(Beginning of PASSAGE PROVIDED)
Indian film director (born 1972)

Sanjiv Jaiswal is an Indian film director and producer who mainly works in Hindi films.

==Biography==
Sanjiv Jaiswal is from Lucknow, Uttar Pradesh. He wanted to become a filmmaker since childhood. After completing his graduation, he came to Mumbai and established his own film production house. He produced his first film, Fareb, in 2005. His second film Anwar (2007) was written and directed by Manish Jha. His debut as a writer and director was in 2012, with Shudra: The Rising, which portrays slavery, untouchability and the caste system in Indian society. Jaiswal was awarded the Best Director's Award for Shudra: The Rising in Dada Saheb Phalke Film Festival in 2013. The film was also nominated for the Boston International Film Festival (2013),

In 2019, Jaiswal wrote and directed the Hindi feature film Pranaam.

Filming for Jaiswal's sequel to Shudra: The Rising, called Bagawat, began in 2020.
(End of PASSAGE PROVIDED)
(Beginning of MATERIAL SUPPLIED)
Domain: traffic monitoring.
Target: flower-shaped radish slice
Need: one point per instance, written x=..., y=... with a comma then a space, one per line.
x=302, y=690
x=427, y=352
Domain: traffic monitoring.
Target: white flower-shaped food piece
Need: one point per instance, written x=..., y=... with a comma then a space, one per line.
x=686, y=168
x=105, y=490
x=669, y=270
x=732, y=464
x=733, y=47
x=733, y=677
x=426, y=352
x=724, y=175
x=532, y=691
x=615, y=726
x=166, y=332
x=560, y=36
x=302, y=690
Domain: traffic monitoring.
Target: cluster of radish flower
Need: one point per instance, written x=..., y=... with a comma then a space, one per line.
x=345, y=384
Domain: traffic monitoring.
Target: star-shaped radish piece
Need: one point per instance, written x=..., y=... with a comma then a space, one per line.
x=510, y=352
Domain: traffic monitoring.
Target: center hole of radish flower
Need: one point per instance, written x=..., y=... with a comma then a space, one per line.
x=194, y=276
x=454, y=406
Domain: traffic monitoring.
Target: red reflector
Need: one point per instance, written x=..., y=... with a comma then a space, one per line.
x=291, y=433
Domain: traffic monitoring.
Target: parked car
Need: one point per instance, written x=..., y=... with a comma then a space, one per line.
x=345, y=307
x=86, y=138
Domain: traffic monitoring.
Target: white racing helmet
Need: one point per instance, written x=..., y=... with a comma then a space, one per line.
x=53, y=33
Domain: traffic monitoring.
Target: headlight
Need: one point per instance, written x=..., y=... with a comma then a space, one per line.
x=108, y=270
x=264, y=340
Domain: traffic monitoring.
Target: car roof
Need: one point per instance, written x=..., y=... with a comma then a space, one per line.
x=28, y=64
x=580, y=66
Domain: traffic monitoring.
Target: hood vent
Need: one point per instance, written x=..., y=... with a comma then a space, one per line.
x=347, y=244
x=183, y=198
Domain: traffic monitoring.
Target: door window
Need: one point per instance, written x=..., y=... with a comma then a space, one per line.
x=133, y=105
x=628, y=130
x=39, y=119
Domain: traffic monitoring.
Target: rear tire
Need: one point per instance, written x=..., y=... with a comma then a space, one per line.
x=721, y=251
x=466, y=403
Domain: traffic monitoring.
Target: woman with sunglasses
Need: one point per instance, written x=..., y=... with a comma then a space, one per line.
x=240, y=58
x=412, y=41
(End of MATERIAL SUPPLIED)
# WHAT IS BEING ASKED
Can you transcribe the passage on Sanjiv Jaiswal, starting with "Indian film director (born" and going on through "feature film Pranaam."?

# WRITTEN SOLUTION
Indian film director (born 1972)

Sanjiv Jaiswal is an Indian film director and producer who mainly works in Hindi films.

==Biography==
Sanjiv Jaiswal is from Lucknow, Uttar Pradesh. He wanted to become a filmmaker since childhood. After completing his graduation, he came to Mumbai and established his own film production house. He produced his first film, Fareb, in 2005. His second film Anwar (2007) was written and directed by Manish Jha. His debut as a writer and director was in 2012, with Shudra: The Rising, which portrays slavery, untouchability and the caste system in Indian society. Jaiswal was awarded the Best Director's Award for Shudra: The Rising in Dada Saheb Phalke Film Festival in 2013. The film was also nominated for the Boston International Film Festival (2013),

In 2019, Jaiswal wrote and directed the Hindi feature film Pranaam.